What to work on: Please copy out the lines in the entries that contain "chimney".

[Collected data entries]
--- START ---

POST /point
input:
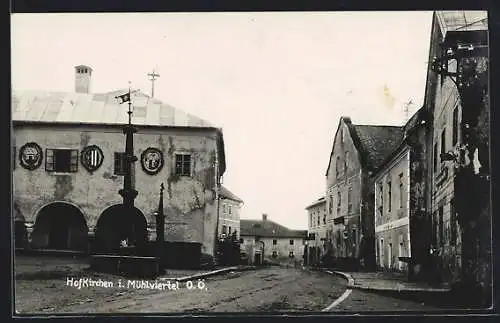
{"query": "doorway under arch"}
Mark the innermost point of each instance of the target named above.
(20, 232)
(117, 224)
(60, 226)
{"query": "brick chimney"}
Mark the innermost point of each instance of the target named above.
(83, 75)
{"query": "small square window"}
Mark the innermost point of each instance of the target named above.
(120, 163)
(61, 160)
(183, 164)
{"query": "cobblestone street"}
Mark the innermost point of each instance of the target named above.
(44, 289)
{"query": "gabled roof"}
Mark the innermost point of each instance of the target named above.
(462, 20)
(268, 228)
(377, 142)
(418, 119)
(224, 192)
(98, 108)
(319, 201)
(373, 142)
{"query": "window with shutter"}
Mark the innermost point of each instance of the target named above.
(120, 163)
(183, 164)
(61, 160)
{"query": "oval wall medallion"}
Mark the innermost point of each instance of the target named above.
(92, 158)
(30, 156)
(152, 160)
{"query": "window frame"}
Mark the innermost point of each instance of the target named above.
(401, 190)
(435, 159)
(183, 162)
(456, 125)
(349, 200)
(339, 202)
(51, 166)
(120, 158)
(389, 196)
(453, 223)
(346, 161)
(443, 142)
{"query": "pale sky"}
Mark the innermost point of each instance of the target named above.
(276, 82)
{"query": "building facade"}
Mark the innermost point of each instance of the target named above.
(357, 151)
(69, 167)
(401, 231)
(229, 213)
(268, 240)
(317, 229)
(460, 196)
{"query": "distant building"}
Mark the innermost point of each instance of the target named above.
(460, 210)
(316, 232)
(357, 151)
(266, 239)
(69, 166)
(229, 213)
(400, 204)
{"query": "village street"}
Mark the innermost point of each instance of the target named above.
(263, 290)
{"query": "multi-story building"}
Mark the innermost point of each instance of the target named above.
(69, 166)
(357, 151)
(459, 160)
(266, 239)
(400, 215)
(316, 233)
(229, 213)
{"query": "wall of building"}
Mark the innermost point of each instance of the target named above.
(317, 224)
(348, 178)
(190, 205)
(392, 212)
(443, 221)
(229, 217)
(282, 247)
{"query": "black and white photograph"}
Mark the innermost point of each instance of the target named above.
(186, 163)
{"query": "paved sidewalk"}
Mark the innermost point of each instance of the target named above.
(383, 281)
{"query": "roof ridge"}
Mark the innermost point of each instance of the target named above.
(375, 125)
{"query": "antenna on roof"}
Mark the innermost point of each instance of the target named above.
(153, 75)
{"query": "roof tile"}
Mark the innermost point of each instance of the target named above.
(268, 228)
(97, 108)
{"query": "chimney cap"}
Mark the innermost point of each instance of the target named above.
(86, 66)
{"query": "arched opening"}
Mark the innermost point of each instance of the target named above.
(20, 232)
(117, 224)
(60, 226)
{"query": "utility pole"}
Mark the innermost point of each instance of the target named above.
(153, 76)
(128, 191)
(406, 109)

--- END ---

Reply:
{"query": "brick chimney"}
{"query": "chimney cap"}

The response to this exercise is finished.